--- Start Material ---

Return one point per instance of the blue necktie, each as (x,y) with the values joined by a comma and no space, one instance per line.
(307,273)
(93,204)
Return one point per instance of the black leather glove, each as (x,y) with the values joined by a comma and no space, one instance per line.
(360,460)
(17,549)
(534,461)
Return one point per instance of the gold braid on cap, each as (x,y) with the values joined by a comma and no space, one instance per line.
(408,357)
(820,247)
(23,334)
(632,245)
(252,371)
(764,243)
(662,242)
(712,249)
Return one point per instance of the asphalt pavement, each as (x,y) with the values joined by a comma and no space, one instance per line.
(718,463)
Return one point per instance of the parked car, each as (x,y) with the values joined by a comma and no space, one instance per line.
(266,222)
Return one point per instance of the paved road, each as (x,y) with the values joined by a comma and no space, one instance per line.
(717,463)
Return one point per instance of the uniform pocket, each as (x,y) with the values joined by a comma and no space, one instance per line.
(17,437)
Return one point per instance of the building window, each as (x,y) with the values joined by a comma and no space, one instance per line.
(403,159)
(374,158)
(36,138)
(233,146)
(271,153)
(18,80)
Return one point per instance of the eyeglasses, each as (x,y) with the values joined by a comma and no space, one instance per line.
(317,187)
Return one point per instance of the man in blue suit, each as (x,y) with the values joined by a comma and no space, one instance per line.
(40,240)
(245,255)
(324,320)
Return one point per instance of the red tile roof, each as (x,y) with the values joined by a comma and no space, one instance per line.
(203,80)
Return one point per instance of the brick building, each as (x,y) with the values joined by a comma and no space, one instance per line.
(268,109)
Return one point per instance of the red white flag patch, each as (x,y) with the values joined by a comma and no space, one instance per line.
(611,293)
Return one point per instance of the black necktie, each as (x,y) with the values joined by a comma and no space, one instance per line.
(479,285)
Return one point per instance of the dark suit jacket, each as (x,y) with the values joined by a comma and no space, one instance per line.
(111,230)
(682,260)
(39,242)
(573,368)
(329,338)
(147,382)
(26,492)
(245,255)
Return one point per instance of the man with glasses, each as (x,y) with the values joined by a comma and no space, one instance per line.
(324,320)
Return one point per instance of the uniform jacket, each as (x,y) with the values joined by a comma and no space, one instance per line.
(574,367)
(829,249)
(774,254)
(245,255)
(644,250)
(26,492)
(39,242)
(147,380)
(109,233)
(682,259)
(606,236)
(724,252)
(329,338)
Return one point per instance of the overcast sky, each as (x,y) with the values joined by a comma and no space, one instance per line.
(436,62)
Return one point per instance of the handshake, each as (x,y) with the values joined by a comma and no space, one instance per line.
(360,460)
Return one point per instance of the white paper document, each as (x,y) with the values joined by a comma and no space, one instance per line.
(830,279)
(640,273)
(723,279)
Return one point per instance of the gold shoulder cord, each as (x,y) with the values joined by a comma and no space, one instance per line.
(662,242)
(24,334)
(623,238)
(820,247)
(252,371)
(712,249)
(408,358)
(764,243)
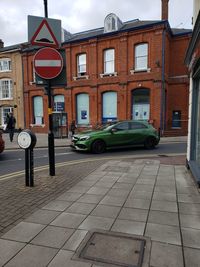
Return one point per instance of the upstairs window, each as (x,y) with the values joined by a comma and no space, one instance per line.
(109,61)
(6,89)
(141,57)
(5,64)
(81,64)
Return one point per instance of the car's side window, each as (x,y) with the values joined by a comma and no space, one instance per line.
(137,125)
(122,126)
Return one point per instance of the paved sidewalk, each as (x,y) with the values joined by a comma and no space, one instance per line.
(42,141)
(145,197)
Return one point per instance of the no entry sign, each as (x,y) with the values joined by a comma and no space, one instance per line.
(48,63)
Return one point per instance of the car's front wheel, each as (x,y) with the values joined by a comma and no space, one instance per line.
(150,143)
(98,146)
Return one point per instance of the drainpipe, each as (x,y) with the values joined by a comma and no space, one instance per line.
(162,99)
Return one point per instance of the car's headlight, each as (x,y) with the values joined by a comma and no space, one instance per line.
(84,138)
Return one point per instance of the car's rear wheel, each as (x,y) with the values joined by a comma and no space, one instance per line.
(150,143)
(98,146)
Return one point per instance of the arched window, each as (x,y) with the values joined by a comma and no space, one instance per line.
(6,89)
(38,110)
(59,103)
(109,61)
(140,104)
(82,109)
(109,107)
(141,57)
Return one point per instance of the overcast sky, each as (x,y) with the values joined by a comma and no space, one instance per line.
(81,15)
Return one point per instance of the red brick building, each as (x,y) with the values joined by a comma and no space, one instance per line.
(124,70)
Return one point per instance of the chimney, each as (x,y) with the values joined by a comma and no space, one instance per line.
(164,9)
(1,44)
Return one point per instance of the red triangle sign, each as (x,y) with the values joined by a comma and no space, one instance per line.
(44,36)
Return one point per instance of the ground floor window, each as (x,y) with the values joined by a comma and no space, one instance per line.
(140,104)
(109,106)
(38,110)
(82,109)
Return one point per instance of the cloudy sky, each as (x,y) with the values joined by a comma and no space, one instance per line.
(81,15)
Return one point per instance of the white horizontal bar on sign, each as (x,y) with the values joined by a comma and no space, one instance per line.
(47,63)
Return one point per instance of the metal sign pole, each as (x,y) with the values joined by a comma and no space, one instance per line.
(51,146)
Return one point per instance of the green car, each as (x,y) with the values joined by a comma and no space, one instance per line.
(120,134)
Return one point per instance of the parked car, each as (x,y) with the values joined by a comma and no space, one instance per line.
(120,134)
(2,143)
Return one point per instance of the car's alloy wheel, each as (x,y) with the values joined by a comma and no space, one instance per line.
(98,147)
(150,143)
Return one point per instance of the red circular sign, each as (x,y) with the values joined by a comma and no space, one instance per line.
(48,63)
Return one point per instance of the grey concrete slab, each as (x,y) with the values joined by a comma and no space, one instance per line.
(191,237)
(74,241)
(190,221)
(161,217)
(163,233)
(169,206)
(106,211)
(188,198)
(137,203)
(164,196)
(57,205)
(129,227)
(192,257)
(92,222)
(189,208)
(95,190)
(133,214)
(82,208)
(42,216)
(8,249)
(69,196)
(113,201)
(166,255)
(63,259)
(24,231)
(52,236)
(118,192)
(89,198)
(33,256)
(69,220)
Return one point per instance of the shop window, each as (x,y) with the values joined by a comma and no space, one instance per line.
(5,64)
(140,104)
(141,57)
(6,89)
(109,106)
(82,109)
(38,110)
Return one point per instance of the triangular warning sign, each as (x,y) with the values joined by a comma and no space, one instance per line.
(44,36)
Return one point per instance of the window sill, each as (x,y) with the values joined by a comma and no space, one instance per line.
(102,75)
(139,71)
(83,77)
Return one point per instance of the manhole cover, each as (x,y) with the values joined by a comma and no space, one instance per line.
(114,249)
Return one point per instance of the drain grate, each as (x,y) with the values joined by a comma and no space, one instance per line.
(113,249)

--- End Material ---

# To do:
Copy all the entries above word for word, omitting the pictures.

# Written solution:
Return one point per instance of the blue necktie, each as (x,y) with the values joined by a comma and no space, one instance per line.
(307,273)
(93,204)
Return one point per instance of the black leather glove, each as (x,y) with the values joined by a comma and no space, one instance per line.
(360,460)
(17,549)
(534,461)
Return one point per instance of the gold braid on cap, each as (x,y) with the values joined by a comma and no space, one instance per line.
(408,357)
(820,247)
(23,334)
(632,245)
(252,371)
(764,243)
(662,242)
(712,249)
Return one point per instance of the asphalt pavement, each as (x,y) with the values joined by a comma and no space, one instance per line.
(718,463)
Return one point per instance of the parked car, each as (x,y) with the values joined by a comma and no space, one instance per line.
(266,222)
Return one point per instance of the paved road, each as (x,y) with the values joined by a comma and no space, one instance per line.
(717,463)
Return one point per instance of the uniform pocket, each as (x,y) with the values joined by a comma and no space, one instance per line.
(17,437)
Return one point per instance of the building window, each as (x,y) with the values joined by a comma and no space, one instance per line.
(403,159)
(374,158)
(36,138)
(233,146)
(271,153)
(18,80)
Return one point per instance of the eyeglasses, each as (x,y) with the values joined by a comma and no space, one instance per line.
(317,187)
Return one point per instance of the man in blue suit, each as (x,y) with the values joined by a comma and no space, one instance per line.
(40,240)
(245,255)
(324,320)
Return one point per instance of the red tile roof, each as (x,y) with the values joined by a comma and no space, one instance per line.
(203,80)
Return one point per instance of the brick building, each as (x,y) with the values joined by a comma and no space, one instance per line.
(268,109)
Return one point per instance of the red white flag patch, each as (x,y) with the values joined by a comma and no space, one instance per line.
(611,293)
Return one point per instance of the black necktie, each as (x,y) with the values joined by a comma and no space, one instance per line.
(479,285)
Return one point per instance of the dark suit jacket, each as (x,y) with the values joined by a comma and no space, one instance per line.
(111,230)
(682,260)
(39,242)
(573,368)
(329,338)
(147,382)
(26,492)
(245,255)
Return one point per instance of the man with glasses, each as (x,y) with the values joined by a comma and no space, one instance per line.
(324,320)
Return one point per instance of the uniform jacket, each as (x,y) with the values joined by a comma and no space, one instance per line.
(574,367)
(829,249)
(774,254)
(245,255)
(644,250)
(26,492)
(39,242)
(147,380)
(109,233)
(682,259)
(606,236)
(724,252)
(329,338)
Return one point per instance of the overcast sky, each as (x,y) with the values joined by a comma and no space, one instance per line.
(436,62)
Return one point per instance of the handshake, each as (x,y) with the values joined by a comma and no space, one instance per line.
(360,460)
Return one point per instance of the white paper document, each as (x,y) with the values joined by a comma and no space, one instance per line.
(830,279)
(640,273)
(723,279)
Return one point per instance of the gold shoulder cord, each as (x,y) with the values joined by a comma and no space, one instance per line.
(662,242)
(24,334)
(623,238)
(820,247)
(252,371)
(712,249)
(408,358)
(764,243)
Return one point per instance of the upstairs window, each as (x,y) with the values joined by a comma and no space, one instance per line.
(109,61)
(6,89)
(141,57)
(5,64)
(81,64)
Return one point per instance of the car's side window, each as (x,y) with the values joined by a comma and no space, one instance per line.
(137,125)
(122,126)
Return one point per instance of the paved sidewalk, each as (x,y) with the values joined by a comma and no space, one instance per line.
(42,141)
(145,197)
Return one point per instance of the no entry sign, each as (x,y) with the values joined by a comma and no space, one instance per line.
(48,63)
Return one point per instance of the car's front wheel, each as (x,y) with the values joined by a comma and no space, one instance per line.
(150,143)
(98,146)
Return one point per instance of the drainpipe, each as (x,y) with the values joined by a comma and no space, one instance per line.
(162,99)
Return one point per instance of the car's headlight, each as (x,y) with the values joined by a comma and no space, one instance per line.
(84,138)
Return one point per instance of the car's rear wheel, each as (x,y) with the values joined by a comma and no space, one instance per line.
(150,143)
(98,146)
Return one point per instance of the arched window, each as (x,y) with the values joined by a comma and no space, one instance per line.
(6,89)
(38,110)
(59,103)
(109,61)
(140,104)
(82,109)
(109,107)
(141,57)
Return one point per instance of the overcast sky, each as (x,y) with the values joined by a comma and no space, one instance per line.
(81,15)
Return one point per instance of the red brick building, each as (x,y) with the values joined by a comma and no space, one instance per line.
(124,70)
Return one point per instance of the chimney, each as (x,y) with the values joined by a comma and no space, one instance per line.
(164,9)
(1,44)
Return one point per instance of the red triangle sign, each as (x,y) with the values joined by a comma and no space, one instance per line.
(44,36)
Return one point per instance of the ground floor window, each as (x,y) with the values joined by a comma and no space, one instance per line.
(140,104)
(109,106)
(38,110)
(82,109)
Return one point per instance of the cloudy sky, each as (x,y) with the values joined by a comma and no space, one instance per line.
(81,15)
Return one point per instance of the white horizontal bar on sign, each as (x,y) with the values joined by a comma and no space, one instance per line.
(47,63)
Return one point per instance of the metal sign pole, each as (x,y) with the values joined by a comma and no space, one instance per line.
(51,146)
Return one point per instance of the green car, each as (x,y) with the values joined by a comma and no space, one instance per line.
(120,134)
Return one point per instance of the parked car, each as (x,y) with the values joined by a comma and no space, one instance per line.
(120,134)
(2,143)
Return one point per instance of the car's alloy wheel, each as (x,y) with the values joined by a comma and no space, one instance per line.
(98,147)
(150,143)
Return one point per instance of the red circular sign, each as (x,y) with the values joined by a comma and no space, one instance per line.
(48,63)
Return one point per instance of the grey concrete slab, each as (x,y) with the values joined by a comma and no space, one instance per line.
(191,237)
(74,241)
(190,221)
(161,217)
(163,233)
(169,206)
(106,211)
(188,198)
(137,203)
(164,196)
(57,205)
(129,227)
(192,257)
(92,222)
(189,208)
(95,190)
(133,214)
(82,208)
(42,216)
(8,249)
(69,196)
(113,201)
(166,255)
(63,259)
(24,231)
(52,236)
(118,192)
(89,198)
(33,256)
(69,220)
Return one point per instance of the shop window, each as (x,y) with the values joined by a comma and no space, one instance per line.
(5,64)
(140,104)
(141,57)
(6,89)
(109,106)
(82,109)
(38,110)
Return one point per instance of the triangular warning sign, each as (x,y) with the values joined by a comma and no space, one instance per line.
(44,36)
Return one point per instance of the window sill, each as (x,y) with the values joined by a comma and no space, one instance per line.
(102,75)
(139,71)
(83,77)
Return one point per instance of the manhole cover, each as (x,y) with the values joined by a comma and no space, one instance per line.
(114,249)
Return one point per instance of the drain grate, each as (x,y) with the values joined by a comma and no space, one instance per line.
(113,249)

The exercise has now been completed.